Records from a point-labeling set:
-------------------------
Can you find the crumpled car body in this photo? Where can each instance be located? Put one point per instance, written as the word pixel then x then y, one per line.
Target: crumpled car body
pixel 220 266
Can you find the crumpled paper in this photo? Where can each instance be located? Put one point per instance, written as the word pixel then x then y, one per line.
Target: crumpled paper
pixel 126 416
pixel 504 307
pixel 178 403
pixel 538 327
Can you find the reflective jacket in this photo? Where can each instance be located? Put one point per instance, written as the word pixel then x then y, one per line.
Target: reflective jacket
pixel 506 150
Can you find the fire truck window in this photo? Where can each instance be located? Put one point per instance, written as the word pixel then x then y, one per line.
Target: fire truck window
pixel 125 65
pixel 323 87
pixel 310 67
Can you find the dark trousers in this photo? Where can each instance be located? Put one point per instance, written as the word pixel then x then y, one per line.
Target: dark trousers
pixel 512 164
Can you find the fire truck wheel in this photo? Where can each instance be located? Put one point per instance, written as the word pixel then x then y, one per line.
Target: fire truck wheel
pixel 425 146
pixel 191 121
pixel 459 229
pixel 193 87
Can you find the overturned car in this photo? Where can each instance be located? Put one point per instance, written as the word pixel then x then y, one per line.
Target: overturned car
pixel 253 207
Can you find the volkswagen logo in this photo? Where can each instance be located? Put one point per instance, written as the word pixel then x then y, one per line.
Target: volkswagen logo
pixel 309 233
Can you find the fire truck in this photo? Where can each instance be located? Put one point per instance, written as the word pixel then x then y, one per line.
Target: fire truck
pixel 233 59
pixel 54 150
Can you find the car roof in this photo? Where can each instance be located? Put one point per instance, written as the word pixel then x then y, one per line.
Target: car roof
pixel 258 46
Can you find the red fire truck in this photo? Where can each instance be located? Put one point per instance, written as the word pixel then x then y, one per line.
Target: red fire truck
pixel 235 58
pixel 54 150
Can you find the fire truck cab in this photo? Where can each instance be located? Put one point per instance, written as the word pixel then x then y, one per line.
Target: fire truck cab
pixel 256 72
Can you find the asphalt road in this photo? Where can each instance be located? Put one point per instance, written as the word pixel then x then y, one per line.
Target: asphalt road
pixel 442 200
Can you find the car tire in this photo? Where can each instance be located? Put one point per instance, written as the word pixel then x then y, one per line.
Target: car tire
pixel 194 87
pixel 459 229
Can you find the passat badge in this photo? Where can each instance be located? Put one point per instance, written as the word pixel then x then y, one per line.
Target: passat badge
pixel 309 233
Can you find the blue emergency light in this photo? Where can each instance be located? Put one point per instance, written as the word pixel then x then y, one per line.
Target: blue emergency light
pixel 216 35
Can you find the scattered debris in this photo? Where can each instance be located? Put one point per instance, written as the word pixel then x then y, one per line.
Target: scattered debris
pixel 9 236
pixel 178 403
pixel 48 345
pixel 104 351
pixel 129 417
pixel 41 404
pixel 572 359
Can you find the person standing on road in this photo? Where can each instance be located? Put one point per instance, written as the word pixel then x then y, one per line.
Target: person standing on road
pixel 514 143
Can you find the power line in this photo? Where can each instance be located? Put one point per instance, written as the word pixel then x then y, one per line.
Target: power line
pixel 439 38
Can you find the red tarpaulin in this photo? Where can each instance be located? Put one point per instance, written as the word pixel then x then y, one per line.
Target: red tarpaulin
-------------------------
Exercise aim =>
Edit the listing from its beginning through the line containing "pixel 538 327", both ends included, so that "crumpled" becomes "crushed" and nothing else changes.

Reply =>
Can you find the crushed car body in this photo? Where can each instance be located? Put one point per instance, written as the word pixel then x then y, one per line.
Target: crushed car body
pixel 220 266
Can you find the crushed paper in this photo? Where can each instance be located? Put one point per instance, written as the word pixel then x then y, one per line.
Target: crushed paper
pixel 126 416
pixel 504 307
pixel 178 403
pixel 538 327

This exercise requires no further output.